• Your objective: Repeat the material exactly, leaving no line out.

- - -

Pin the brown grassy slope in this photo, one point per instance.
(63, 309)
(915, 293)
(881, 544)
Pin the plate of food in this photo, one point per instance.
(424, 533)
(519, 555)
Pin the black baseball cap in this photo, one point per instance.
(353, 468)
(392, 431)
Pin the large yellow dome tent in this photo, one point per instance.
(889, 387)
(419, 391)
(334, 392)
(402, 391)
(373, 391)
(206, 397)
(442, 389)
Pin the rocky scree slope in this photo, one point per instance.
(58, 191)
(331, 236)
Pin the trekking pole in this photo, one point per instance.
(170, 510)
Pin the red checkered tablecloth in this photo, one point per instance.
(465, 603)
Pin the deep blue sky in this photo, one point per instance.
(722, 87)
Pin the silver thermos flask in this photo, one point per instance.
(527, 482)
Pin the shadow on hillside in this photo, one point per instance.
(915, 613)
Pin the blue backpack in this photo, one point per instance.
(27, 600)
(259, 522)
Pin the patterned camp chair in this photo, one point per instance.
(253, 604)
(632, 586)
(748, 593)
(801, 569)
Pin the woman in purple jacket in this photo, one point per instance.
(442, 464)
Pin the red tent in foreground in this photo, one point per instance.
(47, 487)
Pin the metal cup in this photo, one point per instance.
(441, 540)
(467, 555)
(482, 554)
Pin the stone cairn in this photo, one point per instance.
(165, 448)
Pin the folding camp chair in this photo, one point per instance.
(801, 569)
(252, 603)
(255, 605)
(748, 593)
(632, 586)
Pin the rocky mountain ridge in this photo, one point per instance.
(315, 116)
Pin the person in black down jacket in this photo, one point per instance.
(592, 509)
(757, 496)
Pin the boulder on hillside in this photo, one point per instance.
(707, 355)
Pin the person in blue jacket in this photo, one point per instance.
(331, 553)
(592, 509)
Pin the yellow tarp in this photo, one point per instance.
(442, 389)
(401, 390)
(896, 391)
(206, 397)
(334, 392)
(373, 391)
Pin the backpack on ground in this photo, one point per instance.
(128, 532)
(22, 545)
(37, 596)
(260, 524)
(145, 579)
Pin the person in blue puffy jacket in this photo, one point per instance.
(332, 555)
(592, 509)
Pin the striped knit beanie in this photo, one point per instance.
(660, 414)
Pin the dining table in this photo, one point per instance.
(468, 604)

- - -

• Exercise output:
Pin the brown grassy slope in this photo, one point per instance.
(63, 309)
(915, 293)
(881, 544)
Pin the plate of food in this photo, one point per instance.
(424, 533)
(519, 555)
Pin the black baseball cap in this photo, one point per instance.
(353, 468)
(392, 431)
Pin the large yellow dome tent in this photo, one point per instance.
(889, 387)
(419, 391)
(334, 392)
(402, 391)
(373, 391)
(206, 397)
(442, 389)
Pin the rocky scree slope in this photo, one point per instance.
(58, 191)
(331, 236)
Pin the trekking pole in this photo, one point per instance.
(170, 510)
Pin the red checkered tablecloth in this photo, one point per instance.
(465, 603)
Pin the deep blue sky in this photo, one point per instance.
(722, 87)
Pin the silver thermos flask in this photo, one point per instance.
(527, 482)
Pin the shadow on hillside in this photo, one point per instance.
(915, 613)
Pin the blue backpack in this photo, one point per instance.
(27, 600)
(259, 522)
Pin the patterned camp chair in this photo, one point per instance.
(253, 604)
(632, 586)
(748, 593)
(801, 569)
Pin the woman in purple jacket in this photo, one point per instance.
(442, 464)
Pin the red tent in foreground in this photo, one point per instance.
(47, 487)
Pin the metal cup in this photo, one point per instance.
(441, 540)
(467, 555)
(482, 554)
Pin the stone cairn in this photo, one point per instance.
(165, 448)
Pin the folding camp chair in this photo, one point per instance.
(801, 569)
(252, 603)
(255, 605)
(748, 593)
(632, 586)
Pin the rocky mountain ridge in this photo, one point per instance.
(315, 116)
Pin the person in black down jacket in this photo, one point per instance.
(592, 509)
(757, 496)
Pin the boulder on hillside in this photo, one point per instance.
(707, 355)
Pin the person in blue jacket in this photo, one point per instance.
(331, 553)
(592, 509)
Pin the yellow tarp in this photo, one point per instance.
(442, 389)
(401, 390)
(896, 391)
(206, 397)
(334, 392)
(373, 391)
Pin the backpack on ground in this photo, one point per instance.
(128, 532)
(22, 545)
(37, 596)
(260, 524)
(145, 579)
Pin the person in blue puffy jacket in this photo, one point per instance.
(332, 555)
(592, 509)
Pin the striped knit beanie in this photo, one point per instance.
(660, 414)
Pin the dining table in this photo, one point per instance.
(468, 604)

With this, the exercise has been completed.